[Source records]

○ ○ ○

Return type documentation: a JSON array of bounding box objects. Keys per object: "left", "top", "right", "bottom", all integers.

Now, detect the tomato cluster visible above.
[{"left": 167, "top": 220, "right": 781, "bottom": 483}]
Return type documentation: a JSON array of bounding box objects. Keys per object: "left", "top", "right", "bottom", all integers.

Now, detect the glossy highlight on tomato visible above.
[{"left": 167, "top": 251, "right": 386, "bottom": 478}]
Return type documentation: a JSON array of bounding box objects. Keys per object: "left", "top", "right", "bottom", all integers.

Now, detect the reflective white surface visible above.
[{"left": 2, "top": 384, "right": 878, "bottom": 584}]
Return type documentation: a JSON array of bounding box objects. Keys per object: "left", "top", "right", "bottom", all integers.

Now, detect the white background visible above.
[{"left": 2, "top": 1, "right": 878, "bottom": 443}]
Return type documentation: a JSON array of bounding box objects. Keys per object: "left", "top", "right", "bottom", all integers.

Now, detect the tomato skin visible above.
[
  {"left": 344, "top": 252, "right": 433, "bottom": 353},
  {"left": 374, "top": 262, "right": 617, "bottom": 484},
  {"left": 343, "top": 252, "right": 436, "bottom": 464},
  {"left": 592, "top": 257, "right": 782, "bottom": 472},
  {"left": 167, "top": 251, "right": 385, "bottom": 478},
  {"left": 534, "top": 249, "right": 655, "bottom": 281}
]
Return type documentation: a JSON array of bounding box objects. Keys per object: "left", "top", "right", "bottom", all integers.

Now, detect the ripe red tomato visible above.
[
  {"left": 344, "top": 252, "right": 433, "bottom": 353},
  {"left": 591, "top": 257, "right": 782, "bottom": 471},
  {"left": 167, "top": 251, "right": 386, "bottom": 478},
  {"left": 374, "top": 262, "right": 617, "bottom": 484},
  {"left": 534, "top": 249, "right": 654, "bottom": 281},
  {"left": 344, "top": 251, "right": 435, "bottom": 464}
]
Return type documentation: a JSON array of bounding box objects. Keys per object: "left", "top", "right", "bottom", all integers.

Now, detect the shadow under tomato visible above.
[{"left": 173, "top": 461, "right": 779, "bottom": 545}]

○ ○ ○

**TASK INSTRUCTIONS:** Your task is to reproduce exactly the lines that begin at the line containing "Now, detect the ripe" and end at the final line of the data above.

**SOLUTION TO THE EXERCISE:**
Now, detect the ripe red tomato visible above.
[
  {"left": 344, "top": 252, "right": 433, "bottom": 353},
  {"left": 591, "top": 257, "right": 782, "bottom": 471},
  {"left": 167, "top": 251, "right": 386, "bottom": 478},
  {"left": 374, "top": 262, "right": 617, "bottom": 484},
  {"left": 534, "top": 249, "right": 654, "bottom": 281},
  {"left": 344, "top": 251, "right": 435, "bottom": 464}
]
Return type documentation: a JSON array of bounding box objects. Keys per object: "left", "top", "right", "bottom", all integers.

Now, detect the shadow under tomato visible above.
[{"left": 173, "top": 461, "right": 779, "bottom": 545}]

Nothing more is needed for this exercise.